Reproduce all of the entries below word for word, but leave the pictures out.

##### SOURCE MATERIAL

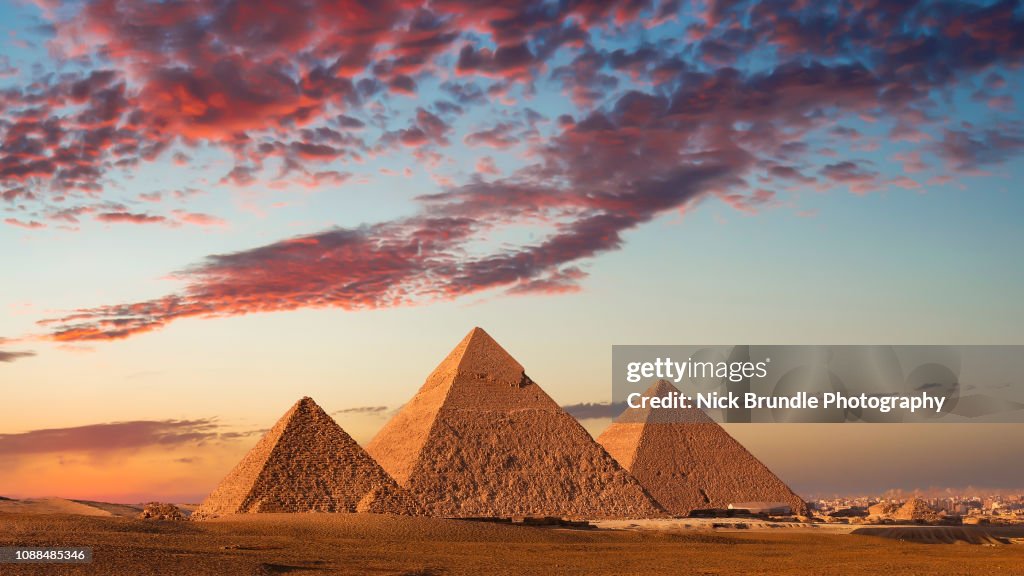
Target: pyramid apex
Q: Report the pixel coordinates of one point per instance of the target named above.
(478, 354)
(306, 402)
(660, 387)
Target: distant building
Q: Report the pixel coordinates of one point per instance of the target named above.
(771, 508)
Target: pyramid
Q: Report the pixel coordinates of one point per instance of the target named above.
(687, 461)
(306, 463)
(480, 439)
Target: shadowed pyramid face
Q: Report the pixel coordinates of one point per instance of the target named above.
(687, 461)
(481, 439)
(306, 463)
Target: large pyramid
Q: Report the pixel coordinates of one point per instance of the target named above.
(480, 439)
(687, 461)
(306, 463)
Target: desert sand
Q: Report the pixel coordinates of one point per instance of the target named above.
(318, 544)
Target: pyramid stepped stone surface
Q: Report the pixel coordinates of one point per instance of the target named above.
(307, 463)
(687, 461)
(480, 439)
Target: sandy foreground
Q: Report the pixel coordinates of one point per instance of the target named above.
(322, 544)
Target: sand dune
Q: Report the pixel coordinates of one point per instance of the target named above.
(946, 534)
(53, 505)
(343, 543)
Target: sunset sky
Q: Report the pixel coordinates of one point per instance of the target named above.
(211, 208)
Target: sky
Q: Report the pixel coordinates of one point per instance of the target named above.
(212, 208)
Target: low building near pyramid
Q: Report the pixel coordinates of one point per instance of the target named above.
(306, 463)
(481, 439)
(916, 509)
(687, 461)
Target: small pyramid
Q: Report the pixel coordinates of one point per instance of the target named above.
(480, 439)
(687, 461)
(306, 463)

##########

■ PROBLEM SOLUTION ■
Target: pyramid apex
Q: Report the pixel coordinates of one point per instance of the target named above.
(478, 354)
(306, 402)
(660, 387)
Target: distant building
Q: Report the pixel coordinates of one point per instance of the target named above.
(771, 508)
Target: pyramid
Q: Report the pixel coordinates of one point per instance of the target named above.
(687, 461)
(306, 463)
(480, 439)
Target: shadowed pyramid face
Q: Report the pixel coordinates of one point per instance of the target named above.
(687, 461)
(481, 439)
(306, 463)
Target: large pyramid
Q: Report the pixel coordinates of one point per instance of the target named above.
(480, 439)
(687, 461)
(306, 463)
Target: desert sand
Q: Report the pixel coordinates of one point per instance of the target named above.
(318, 544)
Target: pyramid stepped stone surface
Q: Report the pixel coordinates of one point per instance of the target named above.
(307, 463)
(687, 461)
(480, 439)
Target: sandy foreground
Q: Report the pixel coordinates of one point per instance of the target named above.
(322, 544)
Target: sand dune
Q: Report the pixel coordinates of one point per instance of the target named above.
(946, 534)
(53, 505)
(343, 543)
Target: sunset sky
Q: Report the pixel coordinates of one point per instance of the target named above.
(211, 208)
Target: sky
Q: Report the pixel coordinates of one point per instance of the target named above.
(212, 208)
Target: low building near pyramid
Q: Report the pixel coordinates of one point per instance of the target named above.
(306, 463)
(481, 439)
(916, 509)
(687, 461)
Target: small pyramid
Q: Report the pixel coordinates of one point per instance of the target named above.
(480, 439)
(687, 461)
(306, 463)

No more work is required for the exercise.